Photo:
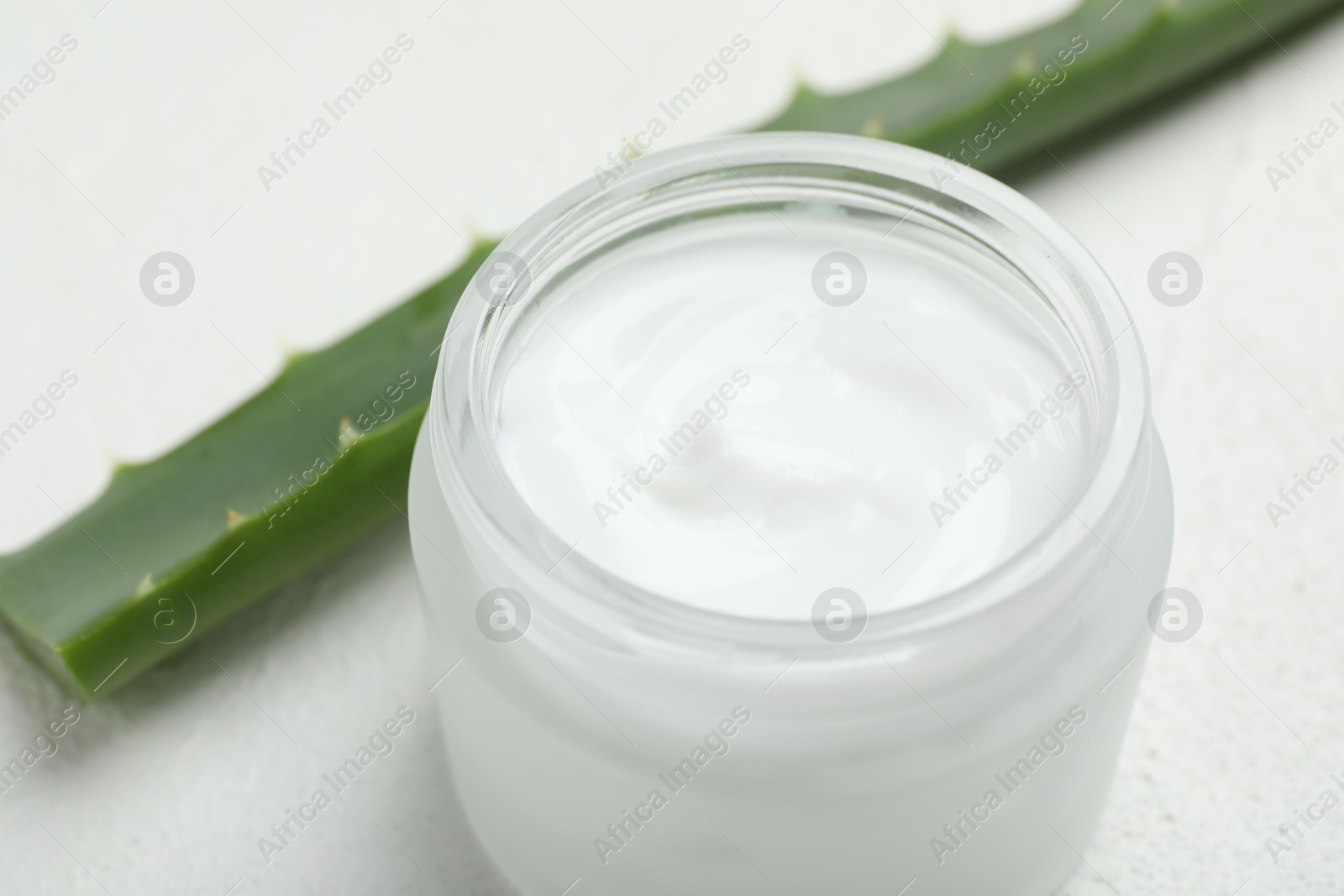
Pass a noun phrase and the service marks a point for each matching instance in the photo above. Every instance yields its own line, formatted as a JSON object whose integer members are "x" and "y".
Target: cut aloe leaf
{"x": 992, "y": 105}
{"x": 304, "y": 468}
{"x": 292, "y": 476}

===

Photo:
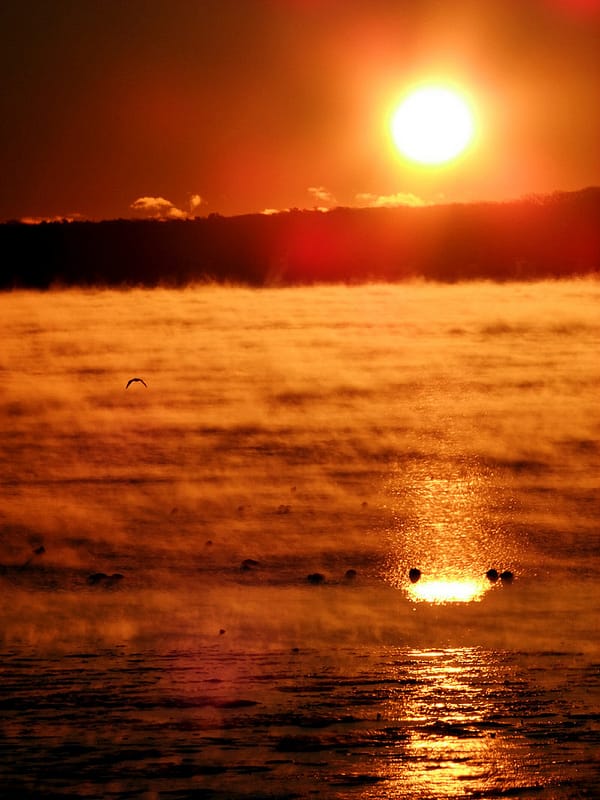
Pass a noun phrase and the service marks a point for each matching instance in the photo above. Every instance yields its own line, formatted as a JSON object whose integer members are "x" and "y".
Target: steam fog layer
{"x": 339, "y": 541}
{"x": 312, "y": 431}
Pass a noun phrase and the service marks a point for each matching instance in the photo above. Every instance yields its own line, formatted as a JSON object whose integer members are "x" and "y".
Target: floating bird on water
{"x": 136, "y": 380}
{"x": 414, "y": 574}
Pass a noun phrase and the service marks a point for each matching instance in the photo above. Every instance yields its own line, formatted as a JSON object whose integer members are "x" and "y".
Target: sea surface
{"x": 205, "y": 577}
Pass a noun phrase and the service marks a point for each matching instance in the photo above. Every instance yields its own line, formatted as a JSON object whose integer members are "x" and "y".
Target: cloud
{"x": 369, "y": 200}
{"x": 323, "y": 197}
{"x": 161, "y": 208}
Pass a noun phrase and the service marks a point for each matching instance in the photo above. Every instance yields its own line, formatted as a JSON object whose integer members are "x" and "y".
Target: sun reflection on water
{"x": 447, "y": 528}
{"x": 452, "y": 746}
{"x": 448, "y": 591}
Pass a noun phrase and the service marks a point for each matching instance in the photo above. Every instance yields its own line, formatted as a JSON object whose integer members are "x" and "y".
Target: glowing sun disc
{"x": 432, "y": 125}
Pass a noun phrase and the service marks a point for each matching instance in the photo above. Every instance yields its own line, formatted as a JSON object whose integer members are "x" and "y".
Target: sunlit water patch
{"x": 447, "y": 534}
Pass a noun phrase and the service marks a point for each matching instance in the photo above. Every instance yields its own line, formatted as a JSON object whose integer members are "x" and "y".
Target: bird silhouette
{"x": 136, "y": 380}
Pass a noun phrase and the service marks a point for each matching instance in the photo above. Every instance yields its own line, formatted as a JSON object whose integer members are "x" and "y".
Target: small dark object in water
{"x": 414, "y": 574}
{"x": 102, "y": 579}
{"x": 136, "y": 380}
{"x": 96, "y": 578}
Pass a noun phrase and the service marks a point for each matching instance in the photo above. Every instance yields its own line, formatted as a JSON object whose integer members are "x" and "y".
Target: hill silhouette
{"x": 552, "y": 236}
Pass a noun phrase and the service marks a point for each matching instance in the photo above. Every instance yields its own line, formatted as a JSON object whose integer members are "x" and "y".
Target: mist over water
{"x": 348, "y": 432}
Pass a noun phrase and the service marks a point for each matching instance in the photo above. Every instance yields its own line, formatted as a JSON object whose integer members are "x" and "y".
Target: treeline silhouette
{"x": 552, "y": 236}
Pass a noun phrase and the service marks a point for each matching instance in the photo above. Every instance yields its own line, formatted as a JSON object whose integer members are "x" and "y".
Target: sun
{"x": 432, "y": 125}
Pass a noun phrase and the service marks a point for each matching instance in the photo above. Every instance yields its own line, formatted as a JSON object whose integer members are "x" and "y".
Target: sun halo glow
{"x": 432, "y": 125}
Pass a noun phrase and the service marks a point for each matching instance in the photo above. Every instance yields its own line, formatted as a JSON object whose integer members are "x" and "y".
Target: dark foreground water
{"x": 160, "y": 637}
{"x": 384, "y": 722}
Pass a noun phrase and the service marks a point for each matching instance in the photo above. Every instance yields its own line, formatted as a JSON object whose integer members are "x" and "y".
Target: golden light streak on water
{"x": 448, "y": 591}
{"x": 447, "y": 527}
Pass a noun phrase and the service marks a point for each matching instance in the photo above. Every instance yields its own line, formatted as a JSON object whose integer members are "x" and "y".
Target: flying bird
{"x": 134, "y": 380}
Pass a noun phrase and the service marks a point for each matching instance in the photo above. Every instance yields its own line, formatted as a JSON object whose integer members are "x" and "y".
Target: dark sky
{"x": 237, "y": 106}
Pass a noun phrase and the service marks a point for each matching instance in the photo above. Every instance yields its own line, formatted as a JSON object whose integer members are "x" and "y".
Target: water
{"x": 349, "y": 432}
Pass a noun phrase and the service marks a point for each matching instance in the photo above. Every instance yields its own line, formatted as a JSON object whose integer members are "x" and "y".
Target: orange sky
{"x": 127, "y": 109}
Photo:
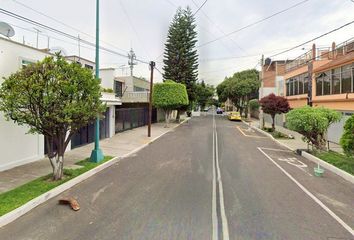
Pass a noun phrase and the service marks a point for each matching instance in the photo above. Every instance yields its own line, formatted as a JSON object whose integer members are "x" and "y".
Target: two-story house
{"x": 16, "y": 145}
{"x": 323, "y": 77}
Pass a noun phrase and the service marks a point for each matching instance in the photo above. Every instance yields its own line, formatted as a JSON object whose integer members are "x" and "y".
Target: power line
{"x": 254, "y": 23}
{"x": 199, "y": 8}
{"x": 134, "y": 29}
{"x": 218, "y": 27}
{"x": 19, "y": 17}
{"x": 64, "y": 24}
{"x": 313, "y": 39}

===

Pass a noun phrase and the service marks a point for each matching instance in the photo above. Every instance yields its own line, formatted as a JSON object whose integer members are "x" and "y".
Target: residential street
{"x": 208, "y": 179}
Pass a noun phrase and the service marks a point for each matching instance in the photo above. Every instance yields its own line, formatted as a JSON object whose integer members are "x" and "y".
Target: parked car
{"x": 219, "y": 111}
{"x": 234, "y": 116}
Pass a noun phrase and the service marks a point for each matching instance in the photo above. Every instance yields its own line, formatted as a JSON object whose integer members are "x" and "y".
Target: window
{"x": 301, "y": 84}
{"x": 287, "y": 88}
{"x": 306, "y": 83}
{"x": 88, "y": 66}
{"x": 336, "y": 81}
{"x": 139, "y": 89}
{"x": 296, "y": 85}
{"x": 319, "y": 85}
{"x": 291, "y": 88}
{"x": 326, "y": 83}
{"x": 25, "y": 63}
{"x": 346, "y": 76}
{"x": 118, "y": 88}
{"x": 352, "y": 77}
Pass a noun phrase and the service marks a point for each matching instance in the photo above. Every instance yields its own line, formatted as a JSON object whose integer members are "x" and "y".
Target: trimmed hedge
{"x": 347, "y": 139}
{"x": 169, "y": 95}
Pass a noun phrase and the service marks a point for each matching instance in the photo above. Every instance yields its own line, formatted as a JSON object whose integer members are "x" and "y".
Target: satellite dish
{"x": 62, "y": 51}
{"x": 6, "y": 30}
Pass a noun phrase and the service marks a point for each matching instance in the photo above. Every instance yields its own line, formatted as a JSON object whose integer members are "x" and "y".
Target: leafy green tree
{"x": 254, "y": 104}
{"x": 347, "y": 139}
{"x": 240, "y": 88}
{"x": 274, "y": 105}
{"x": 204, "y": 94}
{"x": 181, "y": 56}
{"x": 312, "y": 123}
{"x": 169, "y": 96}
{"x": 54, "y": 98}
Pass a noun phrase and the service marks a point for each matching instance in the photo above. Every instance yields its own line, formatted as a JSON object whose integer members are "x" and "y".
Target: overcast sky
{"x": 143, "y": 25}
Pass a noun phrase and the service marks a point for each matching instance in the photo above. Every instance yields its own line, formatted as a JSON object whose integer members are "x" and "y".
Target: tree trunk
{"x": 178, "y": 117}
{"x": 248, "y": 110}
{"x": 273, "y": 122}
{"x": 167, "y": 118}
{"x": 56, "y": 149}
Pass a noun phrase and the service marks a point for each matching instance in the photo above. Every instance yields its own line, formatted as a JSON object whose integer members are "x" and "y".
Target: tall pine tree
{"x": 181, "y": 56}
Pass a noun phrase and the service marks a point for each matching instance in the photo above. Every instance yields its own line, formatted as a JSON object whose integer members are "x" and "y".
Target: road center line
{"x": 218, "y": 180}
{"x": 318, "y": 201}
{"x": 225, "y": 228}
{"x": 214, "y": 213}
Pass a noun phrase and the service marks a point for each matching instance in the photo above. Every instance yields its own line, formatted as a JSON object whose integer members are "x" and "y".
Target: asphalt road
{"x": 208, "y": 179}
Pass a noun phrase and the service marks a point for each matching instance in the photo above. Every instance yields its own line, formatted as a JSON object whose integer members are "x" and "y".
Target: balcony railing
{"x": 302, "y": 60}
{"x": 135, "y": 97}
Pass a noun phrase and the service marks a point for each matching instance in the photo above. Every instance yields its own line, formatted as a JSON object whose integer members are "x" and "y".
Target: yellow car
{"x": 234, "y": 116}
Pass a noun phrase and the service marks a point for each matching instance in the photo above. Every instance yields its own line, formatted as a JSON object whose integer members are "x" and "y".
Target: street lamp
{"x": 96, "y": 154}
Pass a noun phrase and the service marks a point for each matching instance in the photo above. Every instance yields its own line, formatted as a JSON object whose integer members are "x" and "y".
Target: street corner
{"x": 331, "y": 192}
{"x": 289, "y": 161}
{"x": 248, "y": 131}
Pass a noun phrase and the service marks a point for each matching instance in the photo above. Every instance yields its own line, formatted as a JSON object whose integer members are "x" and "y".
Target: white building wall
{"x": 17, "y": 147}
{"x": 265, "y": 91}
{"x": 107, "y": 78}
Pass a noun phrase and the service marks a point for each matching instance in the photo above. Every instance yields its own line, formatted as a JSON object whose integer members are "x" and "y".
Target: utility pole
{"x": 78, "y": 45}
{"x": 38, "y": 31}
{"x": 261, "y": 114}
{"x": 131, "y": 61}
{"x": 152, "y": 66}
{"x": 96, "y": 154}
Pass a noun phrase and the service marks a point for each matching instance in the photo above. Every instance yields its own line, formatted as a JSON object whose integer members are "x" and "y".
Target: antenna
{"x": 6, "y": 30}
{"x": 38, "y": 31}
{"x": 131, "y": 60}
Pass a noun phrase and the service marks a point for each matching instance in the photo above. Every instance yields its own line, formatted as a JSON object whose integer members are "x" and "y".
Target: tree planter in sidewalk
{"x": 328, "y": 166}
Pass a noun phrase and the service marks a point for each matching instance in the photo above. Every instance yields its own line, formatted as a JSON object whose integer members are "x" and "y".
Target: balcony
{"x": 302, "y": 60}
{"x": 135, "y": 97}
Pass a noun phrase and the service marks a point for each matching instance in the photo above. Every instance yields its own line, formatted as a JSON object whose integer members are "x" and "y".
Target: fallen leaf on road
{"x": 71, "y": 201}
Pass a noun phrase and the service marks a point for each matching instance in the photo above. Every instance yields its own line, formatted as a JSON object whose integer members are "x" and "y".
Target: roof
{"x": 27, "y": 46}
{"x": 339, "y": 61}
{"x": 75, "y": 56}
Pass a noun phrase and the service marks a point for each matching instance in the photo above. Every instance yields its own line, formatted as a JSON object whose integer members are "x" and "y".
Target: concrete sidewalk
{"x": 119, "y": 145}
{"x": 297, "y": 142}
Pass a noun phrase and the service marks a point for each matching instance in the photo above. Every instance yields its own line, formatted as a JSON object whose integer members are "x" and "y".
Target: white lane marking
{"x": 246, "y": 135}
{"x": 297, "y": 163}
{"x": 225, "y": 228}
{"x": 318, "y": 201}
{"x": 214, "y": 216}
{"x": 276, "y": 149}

===

Goal
Find each line in the rows above that contains the string "balcony", matching case, and copy those lines.

Solution to this problem
Target: balcony railing
Target: balcony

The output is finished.